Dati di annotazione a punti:
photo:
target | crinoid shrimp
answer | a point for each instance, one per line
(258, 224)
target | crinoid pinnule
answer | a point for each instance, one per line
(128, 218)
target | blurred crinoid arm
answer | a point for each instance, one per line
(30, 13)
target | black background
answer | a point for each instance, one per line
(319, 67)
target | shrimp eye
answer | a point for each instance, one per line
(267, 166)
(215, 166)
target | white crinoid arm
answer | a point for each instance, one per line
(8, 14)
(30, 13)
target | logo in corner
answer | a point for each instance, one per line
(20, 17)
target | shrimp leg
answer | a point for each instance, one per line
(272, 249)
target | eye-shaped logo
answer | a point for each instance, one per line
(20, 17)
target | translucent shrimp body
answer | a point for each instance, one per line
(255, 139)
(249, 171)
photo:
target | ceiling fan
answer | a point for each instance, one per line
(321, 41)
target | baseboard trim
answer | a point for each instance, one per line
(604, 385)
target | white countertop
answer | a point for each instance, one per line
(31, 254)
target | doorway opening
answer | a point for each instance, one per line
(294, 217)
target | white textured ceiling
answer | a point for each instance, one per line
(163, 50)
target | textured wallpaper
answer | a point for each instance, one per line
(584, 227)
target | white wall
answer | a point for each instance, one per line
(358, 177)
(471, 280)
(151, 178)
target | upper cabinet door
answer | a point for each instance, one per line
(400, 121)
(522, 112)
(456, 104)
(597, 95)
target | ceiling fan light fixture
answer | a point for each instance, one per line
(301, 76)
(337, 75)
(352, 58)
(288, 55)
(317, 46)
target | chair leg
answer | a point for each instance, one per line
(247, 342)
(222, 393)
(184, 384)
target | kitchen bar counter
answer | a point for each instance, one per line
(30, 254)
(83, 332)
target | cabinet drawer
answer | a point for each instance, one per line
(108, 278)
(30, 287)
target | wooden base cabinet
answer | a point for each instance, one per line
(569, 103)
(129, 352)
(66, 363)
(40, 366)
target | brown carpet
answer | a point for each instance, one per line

▸ **Compito da svolgere**
Riscrivi per intero ogni riga dei dati, dalla riga che contiene "target | doorway opening" fino alla fine dei dati inclusa. Aumenta di 64 ciascuna coordinata dei punti e lascia invariato tutto il resto.

▸ **Risultato completo**
target | doorway opening
answer | a point for each instance, one per line
(358, 281)
target | white textured ceiling
answer | a point for each instance, one per line
(227, 114)
target | textured wallpaper
answer | a point for each instance, one per line
(648, 291)
target | white wall
answer | a point for each instance, one per line
(422, 241)
(535, 344)
(215, 242)
target | upper cabinet door
answer | a point for each instance, one per line
(464, 185)
(586, 176)
(520, 168)
(661, 159)
target | ceiling fan light fixture
answer | a point for each instance, one per line
(365, 140)
(401, 139)
(416, 122)
(352, 119)
(381, 110)
target | chair leg
answer | a point for each instance, one per line
(311, 406)
(286, 457)
(248, 448)
target | kitchen bar counter
answer | a point for each instance, one per line
(94, 318)
(147, 396)
target | cabinet drawer
answer | a point for each instance, one per line
(172, 342)
(94, 351)
target | wooden base cabinet
answer | a point for each instance, one per line
(633, 167)
(193, 416)
(130, 427)
(104, 430)
target | brown carpet
answer | a point for each instance, one per line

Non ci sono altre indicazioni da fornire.